Work instruction
Could you print every entry below exactly as given?

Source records

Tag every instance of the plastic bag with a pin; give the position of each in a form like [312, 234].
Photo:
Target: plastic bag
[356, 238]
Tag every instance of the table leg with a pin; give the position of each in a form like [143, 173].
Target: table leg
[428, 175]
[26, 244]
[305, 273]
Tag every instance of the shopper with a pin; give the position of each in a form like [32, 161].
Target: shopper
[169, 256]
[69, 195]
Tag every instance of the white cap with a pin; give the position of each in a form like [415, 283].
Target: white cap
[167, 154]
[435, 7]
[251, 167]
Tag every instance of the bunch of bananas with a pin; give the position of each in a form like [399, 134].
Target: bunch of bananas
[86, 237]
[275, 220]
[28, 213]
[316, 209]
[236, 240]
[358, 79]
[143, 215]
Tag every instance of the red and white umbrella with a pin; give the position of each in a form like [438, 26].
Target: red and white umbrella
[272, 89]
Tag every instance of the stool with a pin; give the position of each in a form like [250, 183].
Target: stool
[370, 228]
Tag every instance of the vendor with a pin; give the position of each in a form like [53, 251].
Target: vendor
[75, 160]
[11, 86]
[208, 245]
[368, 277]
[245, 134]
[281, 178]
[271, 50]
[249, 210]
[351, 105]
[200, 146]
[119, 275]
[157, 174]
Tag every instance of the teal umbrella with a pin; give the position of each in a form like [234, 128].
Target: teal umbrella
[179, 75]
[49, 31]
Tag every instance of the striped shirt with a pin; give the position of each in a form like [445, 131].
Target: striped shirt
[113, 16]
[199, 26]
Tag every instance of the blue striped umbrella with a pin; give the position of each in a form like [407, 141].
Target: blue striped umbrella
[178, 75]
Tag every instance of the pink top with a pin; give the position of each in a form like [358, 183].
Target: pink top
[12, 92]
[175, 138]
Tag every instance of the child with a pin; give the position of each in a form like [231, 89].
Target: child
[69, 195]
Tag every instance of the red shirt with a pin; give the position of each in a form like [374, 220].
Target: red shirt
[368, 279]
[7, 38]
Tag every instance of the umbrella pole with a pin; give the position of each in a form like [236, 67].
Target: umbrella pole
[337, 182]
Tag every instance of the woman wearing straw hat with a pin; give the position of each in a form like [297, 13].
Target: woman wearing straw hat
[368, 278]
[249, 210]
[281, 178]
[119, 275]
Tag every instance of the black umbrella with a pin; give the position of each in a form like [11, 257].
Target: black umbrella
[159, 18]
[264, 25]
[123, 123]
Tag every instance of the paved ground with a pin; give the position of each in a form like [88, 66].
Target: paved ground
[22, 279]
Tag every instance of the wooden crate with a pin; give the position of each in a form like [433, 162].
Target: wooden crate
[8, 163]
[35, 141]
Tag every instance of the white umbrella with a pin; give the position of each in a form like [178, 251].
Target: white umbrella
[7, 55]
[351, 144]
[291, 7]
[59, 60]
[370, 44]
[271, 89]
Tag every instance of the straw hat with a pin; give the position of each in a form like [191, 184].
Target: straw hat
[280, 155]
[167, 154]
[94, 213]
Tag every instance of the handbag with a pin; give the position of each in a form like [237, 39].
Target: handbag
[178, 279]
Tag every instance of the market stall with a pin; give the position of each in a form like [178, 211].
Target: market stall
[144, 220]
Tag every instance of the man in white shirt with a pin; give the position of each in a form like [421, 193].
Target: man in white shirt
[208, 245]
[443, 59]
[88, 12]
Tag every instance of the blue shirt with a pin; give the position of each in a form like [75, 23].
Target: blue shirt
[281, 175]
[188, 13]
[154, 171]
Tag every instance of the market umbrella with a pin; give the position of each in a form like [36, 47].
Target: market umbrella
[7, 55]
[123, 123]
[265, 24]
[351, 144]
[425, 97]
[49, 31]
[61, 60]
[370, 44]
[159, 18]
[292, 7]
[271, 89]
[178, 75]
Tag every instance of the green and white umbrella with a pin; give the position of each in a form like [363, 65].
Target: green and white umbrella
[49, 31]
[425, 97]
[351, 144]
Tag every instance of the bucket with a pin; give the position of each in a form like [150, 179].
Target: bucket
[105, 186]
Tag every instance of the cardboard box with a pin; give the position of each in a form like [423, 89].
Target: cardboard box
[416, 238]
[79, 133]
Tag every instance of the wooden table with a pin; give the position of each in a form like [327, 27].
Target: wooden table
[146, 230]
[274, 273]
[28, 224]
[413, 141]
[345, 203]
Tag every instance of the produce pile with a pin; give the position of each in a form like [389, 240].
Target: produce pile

Output for this exercise
Tag every instance of the plastic bag with a pin; give the position of each in a form like [312, 234].
Photo:
Target: plastic bag
[356, 238]
Tag every instance of the table leg with a pin; give the position of each in a form like [143, 173].
Target: table leg
[428, 175]
[26, 244]
[305, 273]
Tag every instance of the shopper with a pin; give the position of each in a form like [32, 161].
Target: shopper
[169, 256]
[69, 195]
Tag every instance of the white cap with a pin; give the position of each in a form like [415, 283].
Target: white cap
[167, 154]
[435, 7]
[251, 167]
Tag every instance of the bunch of bananas with a pin; give the position of each in a form like [399, 134].
Target: bunch of bananas
[86, 237]
[275, 220]
[28, 213]
[316, 209]
[236, 240]
[358, 79]
[143, 215]
Tag every instance of the red and white umbrella with a pin; give the position of each in a form like [438, 26].
Target: red and white umbrella
[272, 89]
Tag every instance of the stool with a pin; give the position of each in a form like [250, 183].
Target: stool
[370, 228]
Tag every instance of the vendor with a pin; give the position of each in a form like [53, 251].
Target: vendor
[75, 160]
[11, 86]
[208, 245]
[368, 277]
[245, 134]
[281, 178]
[271, 50]
[249, 210]
[351, 105]
[200, 146]
[119, 275]
[157, 174]
Tag every instance of the teal umbrella with a pin; give the position of each in a form like [234, 128].
Target: teal umbrella
[179, 75]
[49, 31]
Tag every instance of the striped shirt with a pin; give the position of each in a form like [445, 131].
Target: striped shirt
[113, 16]
[199, 26]
Tag every instance of the blue striped umbrella with a pin; give the position of each in a form like [407, 141].
Target: blue striped umbrella
[178, 75]
Tag every instance of the pink top with a pin; give the position of each in a form like [358, 183].
Target: pink top
[12, 92]
[175, 138]
Tag every instance of the child with a pin; give the position of each in a form like [231, 89].
Target: child
[69, 195]
Tag every instance of the red shirt with a pin; give the position of each in a form like [374, 220].
Target: red shirt
[368, 279]
[7, 38]
Tag every instance of the umbrella pole with a pin; give the position of each in a form like [236, 67].
Target: umbrella pole
[337, 182]
Tag every instance of the woman wearing straw hat with a pin; give the position of each in a form like [297, 13].
Target: woman wearing straw hat
[368, 278]
[249, 210]
[281, 178]
[119, 275]
Tag every instance of the black umbrella with a pin; give the position of each in a form like [11, 257].
Target: black umbrella
[159, 18]
[264, 25]
[123, 123]
Tag every instance of the paved ground with a pin; give the position of each in a form like [88, 66].
Target: paved ground
[22, 279]
Tag every instance of the wooden crate with a pin; give the position of each in a form like [433, 162].
Target: wooden crate
[8, 163]
[35, 141]
Tag every instance of the white umbrella with a pin; give the position of each in a form like [178, 251].
Target: white umbrella
[7, 55]
[351, 144]
[291, 7]
[59, 60]
[370, 44]
[271, 89]
Tag every instance of the straw hat with a pin; give the position of each in a form like [191, 184].
Target: straw hat
[280, 155]
[167, 154]
[94, 213]
Tag every instance of the handbag with a pin; give the position of each in a form like [237, 39].
Target: handbag
[178, 279]
Tag every instance of the market stall with a pin; give the position of each in a form like [178, 211].
Target: market stall
[144, 220]
Tag every instance of the man in white shirt with a pin; give the position of each in a form like [421, 193].
Target: man in white shirt
[208, 245]
[443, 59]
[88, 12]
Tag every instance of the blue shirt with a pin; give the position of each in a form like [75, 23].
Target: blue shirt
[281, 175]
[188, 13]
[154, 171]
Tag every instance of the market umbrella with a pin; give the position of each in a form like [36, 47].
Target: market umbrella
[7, 55]
[123, 123]
[265, 24]
[351, 144]
[425, 97]
[49, 31]
[61, 60]
[370, 44]
[159, 18]
[292, 7]
[271, 89]
[178, 75]
Tag every instance of the green and white umbrella with a pin; give the position of each in a form like [363, 65].
Target: green and white umbrella
[49, 31]
[425, 97]
[351, 144]
Tag every instance of the bucket with a pin; give the position of each in a form like [150, 179].
Target: bucket
[105, 186]
Tag every instance of the cardboard box with a pin; give the position of each in a form like [423, 89].
Target: cardboard box
[416, 238]
[79, 133]
Tag every instance of the wooden table with a pin; give the position of each in a form like [327, 27].
Target: wooden table
[146, 230]
[274, 273]
[28, 224]
[413, 141]
[345, 203]
Tag every instance of the produce pile with a pin; give the position of each in a form like [389, 240].
Target: produce pile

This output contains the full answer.